> _Goals_:
A. From the Blue Jays draft article, return the passage from "A 6-foot-4 product" to "specific organizational needs." word for word.
B. Answer these from the Blue Jays draft article:
(i) At what overall pick did Toronto select Jordan Groshans?
(ii) What overall scouting grade did MLB Pipeline give him?
(iii) What is Steve Sanders's job with the Blue Jays?

> _Extract to read_:

....

Canadian Baseball Network

TORONTO -- On Monday, the Toronto Blue Jays selected high school infielder Jordan Groshans as the 12th overall pick in the first round of 2018's Major League Draft.

A 6-foot-4 product of Magnolia, Texas, the right-handed hitting Groshans checks in as MLB Pipeline's 31st top prospect in this year's draft and has been assigned an overall scouting grade of 50 on the league-ran prospecting website.

In the past, the Blue Jays have utilized a method that dictates the selecting of top talent over a strategy that looks to address specific organizational needs.

Monday's play for a high school shortstop would certainly appear to fit that plan given the fact that Toronto's minor league system is currently stacked with high-ceiling middle infield talent such as Bo Bichette, Lourdes Gurriel Jr. and last year's first-rounder Logan Warmoth to name only a few.

"Coming into the night, Jordan was somebody that we had certainly had targeted as a player that we had hoped to have the opportunity to add to the organization," said Blue Jays Director of Amateur Scouting Steve Sanders via phone conference on Monday.

Although selecting a position player out of high school can be viewed as a precarious endeavor, the Blue Jays are confident in their decision.

"College players and high school players bring different things to the table," admitted Sanders on Monday. "Obviously being a little bit younger (means) not having the experience of playing at the collegiate level. While there's some risk associated with that, we certainly feel good about taking Jordan, and the trajectory that we feel he's going to be on from here on out."

....

> _Record extracts_:
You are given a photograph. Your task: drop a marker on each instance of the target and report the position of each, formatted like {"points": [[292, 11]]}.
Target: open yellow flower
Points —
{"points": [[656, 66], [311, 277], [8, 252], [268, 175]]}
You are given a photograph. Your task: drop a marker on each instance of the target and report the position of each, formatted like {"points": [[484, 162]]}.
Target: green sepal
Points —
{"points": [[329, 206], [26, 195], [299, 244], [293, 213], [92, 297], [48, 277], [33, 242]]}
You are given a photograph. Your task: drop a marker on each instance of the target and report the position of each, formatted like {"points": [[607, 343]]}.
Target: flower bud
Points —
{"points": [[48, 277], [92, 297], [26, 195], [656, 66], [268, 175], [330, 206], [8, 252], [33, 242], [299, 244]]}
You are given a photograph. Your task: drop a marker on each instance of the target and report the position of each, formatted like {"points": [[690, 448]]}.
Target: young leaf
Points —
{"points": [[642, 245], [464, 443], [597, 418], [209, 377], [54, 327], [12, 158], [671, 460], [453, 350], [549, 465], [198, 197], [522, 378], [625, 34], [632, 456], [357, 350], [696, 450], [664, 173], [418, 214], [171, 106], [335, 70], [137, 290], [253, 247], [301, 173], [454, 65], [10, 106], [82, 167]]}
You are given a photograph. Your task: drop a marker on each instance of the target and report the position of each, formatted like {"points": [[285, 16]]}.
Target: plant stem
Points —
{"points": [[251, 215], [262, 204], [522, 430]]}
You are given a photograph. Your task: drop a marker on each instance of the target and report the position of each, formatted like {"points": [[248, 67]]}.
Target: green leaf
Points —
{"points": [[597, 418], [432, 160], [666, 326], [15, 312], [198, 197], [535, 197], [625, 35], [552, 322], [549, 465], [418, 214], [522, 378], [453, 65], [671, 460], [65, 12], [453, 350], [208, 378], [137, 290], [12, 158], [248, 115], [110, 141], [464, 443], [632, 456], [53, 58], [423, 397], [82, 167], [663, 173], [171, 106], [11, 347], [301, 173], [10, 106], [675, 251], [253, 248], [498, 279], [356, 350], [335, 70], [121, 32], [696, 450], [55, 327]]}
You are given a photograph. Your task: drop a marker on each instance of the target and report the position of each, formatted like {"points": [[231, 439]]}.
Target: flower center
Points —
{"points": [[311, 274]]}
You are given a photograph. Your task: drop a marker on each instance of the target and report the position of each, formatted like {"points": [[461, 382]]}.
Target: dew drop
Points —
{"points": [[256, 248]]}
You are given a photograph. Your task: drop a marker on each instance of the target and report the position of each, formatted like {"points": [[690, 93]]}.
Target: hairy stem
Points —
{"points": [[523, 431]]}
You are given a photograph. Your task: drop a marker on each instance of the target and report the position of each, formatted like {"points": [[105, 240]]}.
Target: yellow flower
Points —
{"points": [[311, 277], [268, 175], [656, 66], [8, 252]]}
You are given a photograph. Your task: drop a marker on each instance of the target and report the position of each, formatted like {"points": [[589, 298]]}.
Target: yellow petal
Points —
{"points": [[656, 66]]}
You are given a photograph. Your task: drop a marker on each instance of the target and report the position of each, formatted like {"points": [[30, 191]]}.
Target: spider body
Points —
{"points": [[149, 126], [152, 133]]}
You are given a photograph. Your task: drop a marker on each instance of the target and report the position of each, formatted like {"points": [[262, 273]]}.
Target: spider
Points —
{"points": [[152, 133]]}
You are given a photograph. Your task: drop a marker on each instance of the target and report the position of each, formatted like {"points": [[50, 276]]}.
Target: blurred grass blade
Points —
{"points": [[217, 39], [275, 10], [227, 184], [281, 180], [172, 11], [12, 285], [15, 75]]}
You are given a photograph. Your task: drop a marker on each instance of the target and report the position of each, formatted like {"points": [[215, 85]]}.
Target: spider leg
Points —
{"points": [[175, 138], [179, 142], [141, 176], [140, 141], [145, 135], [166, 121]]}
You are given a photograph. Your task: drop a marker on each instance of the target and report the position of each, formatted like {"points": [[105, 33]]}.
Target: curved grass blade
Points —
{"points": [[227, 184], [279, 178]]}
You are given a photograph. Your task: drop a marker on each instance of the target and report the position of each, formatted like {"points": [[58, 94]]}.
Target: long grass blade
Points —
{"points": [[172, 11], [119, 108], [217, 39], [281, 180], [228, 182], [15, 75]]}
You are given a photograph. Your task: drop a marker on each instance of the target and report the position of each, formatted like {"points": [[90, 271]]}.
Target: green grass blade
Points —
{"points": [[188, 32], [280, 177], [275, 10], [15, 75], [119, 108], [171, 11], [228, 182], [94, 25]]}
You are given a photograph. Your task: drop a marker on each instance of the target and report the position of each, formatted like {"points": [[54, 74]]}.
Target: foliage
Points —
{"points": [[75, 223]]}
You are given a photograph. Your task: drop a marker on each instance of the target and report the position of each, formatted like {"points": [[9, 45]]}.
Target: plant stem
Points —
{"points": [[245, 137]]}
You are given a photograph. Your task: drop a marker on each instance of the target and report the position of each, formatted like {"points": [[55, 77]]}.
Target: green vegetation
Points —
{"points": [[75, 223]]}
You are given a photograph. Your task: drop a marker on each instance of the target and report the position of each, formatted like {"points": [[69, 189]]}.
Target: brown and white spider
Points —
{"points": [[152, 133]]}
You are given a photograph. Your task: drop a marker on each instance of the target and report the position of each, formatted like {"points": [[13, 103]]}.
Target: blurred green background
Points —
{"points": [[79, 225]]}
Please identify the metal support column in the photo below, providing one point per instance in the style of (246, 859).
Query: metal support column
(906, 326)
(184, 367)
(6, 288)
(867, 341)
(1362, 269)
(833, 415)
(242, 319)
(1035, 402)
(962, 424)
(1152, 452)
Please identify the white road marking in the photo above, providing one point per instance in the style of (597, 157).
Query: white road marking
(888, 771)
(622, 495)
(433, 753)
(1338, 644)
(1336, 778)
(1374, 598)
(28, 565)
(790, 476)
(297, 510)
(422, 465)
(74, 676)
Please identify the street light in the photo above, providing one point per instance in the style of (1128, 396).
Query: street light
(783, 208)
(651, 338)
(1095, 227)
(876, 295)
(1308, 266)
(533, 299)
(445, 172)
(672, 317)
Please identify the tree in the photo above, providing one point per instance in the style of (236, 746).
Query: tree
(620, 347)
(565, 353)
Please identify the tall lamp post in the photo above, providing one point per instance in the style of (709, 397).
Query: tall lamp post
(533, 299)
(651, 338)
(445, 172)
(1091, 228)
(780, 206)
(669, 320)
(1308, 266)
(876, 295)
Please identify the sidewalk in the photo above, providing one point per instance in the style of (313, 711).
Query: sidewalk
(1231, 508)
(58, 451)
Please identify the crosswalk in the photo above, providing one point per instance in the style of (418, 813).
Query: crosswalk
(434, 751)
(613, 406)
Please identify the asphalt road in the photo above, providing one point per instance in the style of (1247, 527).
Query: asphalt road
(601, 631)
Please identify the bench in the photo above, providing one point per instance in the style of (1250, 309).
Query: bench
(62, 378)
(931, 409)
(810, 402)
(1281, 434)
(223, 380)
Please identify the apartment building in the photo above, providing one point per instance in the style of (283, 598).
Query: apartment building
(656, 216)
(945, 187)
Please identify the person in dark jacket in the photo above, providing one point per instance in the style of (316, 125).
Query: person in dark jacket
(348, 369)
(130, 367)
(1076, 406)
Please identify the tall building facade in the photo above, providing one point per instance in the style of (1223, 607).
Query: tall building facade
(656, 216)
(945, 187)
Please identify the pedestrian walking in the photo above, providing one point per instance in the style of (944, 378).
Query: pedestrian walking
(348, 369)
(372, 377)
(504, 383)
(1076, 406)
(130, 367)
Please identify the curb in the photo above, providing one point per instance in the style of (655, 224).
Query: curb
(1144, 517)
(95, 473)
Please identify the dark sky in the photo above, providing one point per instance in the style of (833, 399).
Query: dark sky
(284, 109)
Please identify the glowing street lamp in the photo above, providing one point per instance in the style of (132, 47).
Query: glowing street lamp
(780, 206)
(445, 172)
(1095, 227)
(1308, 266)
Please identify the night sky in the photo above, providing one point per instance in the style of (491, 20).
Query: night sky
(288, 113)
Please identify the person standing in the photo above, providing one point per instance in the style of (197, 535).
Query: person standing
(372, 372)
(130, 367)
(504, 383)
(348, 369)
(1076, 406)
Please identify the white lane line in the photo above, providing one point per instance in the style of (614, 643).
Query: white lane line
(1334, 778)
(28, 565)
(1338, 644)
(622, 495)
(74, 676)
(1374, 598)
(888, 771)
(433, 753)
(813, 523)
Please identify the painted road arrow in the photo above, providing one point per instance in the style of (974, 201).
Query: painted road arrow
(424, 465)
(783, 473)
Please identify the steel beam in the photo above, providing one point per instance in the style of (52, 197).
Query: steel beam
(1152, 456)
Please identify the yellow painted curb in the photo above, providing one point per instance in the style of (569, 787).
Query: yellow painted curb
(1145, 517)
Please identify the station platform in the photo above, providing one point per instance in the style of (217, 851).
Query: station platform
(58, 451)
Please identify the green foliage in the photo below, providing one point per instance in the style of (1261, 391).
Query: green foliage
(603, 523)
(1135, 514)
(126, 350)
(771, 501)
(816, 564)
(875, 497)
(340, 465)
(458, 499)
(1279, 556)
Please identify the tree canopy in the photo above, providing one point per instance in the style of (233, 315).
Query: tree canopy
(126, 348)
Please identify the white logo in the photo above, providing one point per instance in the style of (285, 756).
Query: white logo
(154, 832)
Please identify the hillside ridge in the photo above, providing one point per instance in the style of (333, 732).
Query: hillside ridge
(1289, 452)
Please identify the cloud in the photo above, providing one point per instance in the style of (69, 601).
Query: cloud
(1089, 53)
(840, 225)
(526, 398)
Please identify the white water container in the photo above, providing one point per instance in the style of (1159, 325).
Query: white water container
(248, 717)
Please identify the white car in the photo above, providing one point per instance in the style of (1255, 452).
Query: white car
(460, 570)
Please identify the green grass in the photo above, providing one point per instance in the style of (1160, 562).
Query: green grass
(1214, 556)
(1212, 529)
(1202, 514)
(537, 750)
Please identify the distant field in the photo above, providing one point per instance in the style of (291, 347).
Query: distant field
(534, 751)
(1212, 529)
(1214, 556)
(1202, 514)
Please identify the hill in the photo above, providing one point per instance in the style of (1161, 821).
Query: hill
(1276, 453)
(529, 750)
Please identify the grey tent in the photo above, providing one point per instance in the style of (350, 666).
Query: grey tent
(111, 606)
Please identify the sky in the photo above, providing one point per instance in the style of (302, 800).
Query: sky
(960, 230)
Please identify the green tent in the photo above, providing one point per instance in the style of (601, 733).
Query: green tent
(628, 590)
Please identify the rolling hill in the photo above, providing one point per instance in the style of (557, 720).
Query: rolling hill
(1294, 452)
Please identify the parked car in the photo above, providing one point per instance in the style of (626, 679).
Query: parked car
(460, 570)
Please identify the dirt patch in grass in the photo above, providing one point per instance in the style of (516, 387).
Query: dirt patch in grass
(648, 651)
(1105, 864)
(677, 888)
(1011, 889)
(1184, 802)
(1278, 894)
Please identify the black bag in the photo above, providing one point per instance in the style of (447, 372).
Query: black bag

....

> _The solutions_:
A.
A 6-foot-4 product of Magnolia, Texas, the right-handed hitting Groshans checks in as MLB Pipeline's 31st top prospect in this year's draft and has been assigned an overall scouting grade of 50 on the league-ran prospecting website.

In the past, the Blue Jays have utilized a method that dictates the selecting of top talent over a strategy that looks to address specific organizational needs.

B.
(i) 12th overall, in the first round
(ii) 50
(iii) Director of Amateur Scouting